-- START OF PROVIDED PASSAGE --

[Date Prev][Date Next][Thread Prev][Thread Next][Date Index][Thread Index]

Re: Registration of new charset [ISO-2022-JP-2004]



> >  > >=?ISO-2022-JP-2004?Q?=1B=24B0B2=2C9=270l=1B=28B?=
>
> > I believe that, in general, many of us recommend being conservative in
> > what you send out, liberal in what you accept. Therefore, the
> > recommendation is to use the charset label that matches the smallest
> > subset of characters actually used in the text, as well as using the
> > oldest and/or most commonly accepted name.
>
> I agree with the sentiment but I'm a bit concerned as to the choice of metric.
> Taken to an extreme, picking a charset that most closely aligns with the
> repetoire used can lead to the use of some very obscure charsets that don't
> enjoy wide support.

True. :-) I should have been more careful with my wording. Maybe one
of the RFCs already says something about choosing the smallest or most
commonly used charset.

> Well, since you kinda sorta brought it up, I have an issue to raise with RFC
> 1468. In the formal syntax, it says:
>
>     single-byte-seq     = ESC "(" ( "B" / "J" )
>     single-byte-segment = single-byte-seq 1*single-byte-char
>
> The "1*" in this turns out to be fairly problematic in how it interacts with
> MIME encoded words. To use the earlier encoded-word as the basis for an
> example, suppose you have a header field containing:
>
>   =?ISO-2022-JP?Q?=1B=24B0B2=2C9=270l=1B=28B?= =?ISO-2022-JP?Q?=1B=24B0B2=2C9=270l=1B=28B?=
>
> According to encoded-word rules, the space between adjacent encoded words is
> supposed to be discarded when decoding. So this decodes to a sequence that has
> this in it:
>
>   ESC ( B ESC $ B
>
> And this is illegal according to the formal grammar, which basically says that
> ESC ( B either has to appear at the end of a segment or else has to be followed
> by some amount of ASCII text. And unfortunately there are implementations out
> there that refuse to decode this. (IMO such implementations are in violation of
> the robustness principle, but they are technically within their rights
> according to the standards.)
>
> Addressing this means that the encoded word decoder (which often operates at a
> completely different level than charset handling) has to be made charset-aware
> enough to know to remove the ESC ( B ESC $ B sequence in its entirety, which is
> more than a little ugly.
>
> The obvious remedy is to change the rule to be:
>
>     single-byte-segment = single-byte-seq 0*single-byte-char
>
> But this then brings up the concern that it will make some currently compliant
> implementations incompliant.
>
> I frankly don't see a good way to fix this. Suggestions?

Don't know whether people would like this solution, but one way would
be to have a spec for decoding and a spec for encoding. When encoding,
it should be 1* and when decoding it can be * (same as 0*). But
perhaps this would interact badly with other parts of the spec?

When encoding encoded-words, each piece of iso-2022-jp text is to be
encoded separately, so there would have to be an ESC ( B or ESC ( J at
the end of each piece, if not already in that state.

Erik

-- END OF PROVIDED PASSAGE --

▸ DIRECTION:
Rewrite the ISO-2022-JP charset thread from "Don't know whether" to "of the spec?", putting "specification" wherever "spec" appears.

-- START OF RECORD LIST --

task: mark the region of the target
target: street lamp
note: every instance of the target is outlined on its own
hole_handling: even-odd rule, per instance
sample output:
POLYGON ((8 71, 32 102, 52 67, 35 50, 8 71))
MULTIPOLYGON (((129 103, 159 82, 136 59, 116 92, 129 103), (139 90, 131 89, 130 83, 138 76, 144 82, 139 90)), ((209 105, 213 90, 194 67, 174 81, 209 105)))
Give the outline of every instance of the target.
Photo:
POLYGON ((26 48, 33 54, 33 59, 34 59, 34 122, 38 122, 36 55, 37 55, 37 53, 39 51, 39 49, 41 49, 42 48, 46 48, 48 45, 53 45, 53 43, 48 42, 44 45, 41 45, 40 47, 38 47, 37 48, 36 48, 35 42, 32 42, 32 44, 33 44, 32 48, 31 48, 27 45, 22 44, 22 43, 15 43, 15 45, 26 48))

-- END OF RECORD LIST --

▸ FINAL RESULT:
Don't know whether people would like this solution, but one way would
be to have a specification for decoding and a specification for encoding. When encoding,
it should be 1* and when decoding it can be * (same as 0*). But
perhaps this would interact badly with other parts of the specification?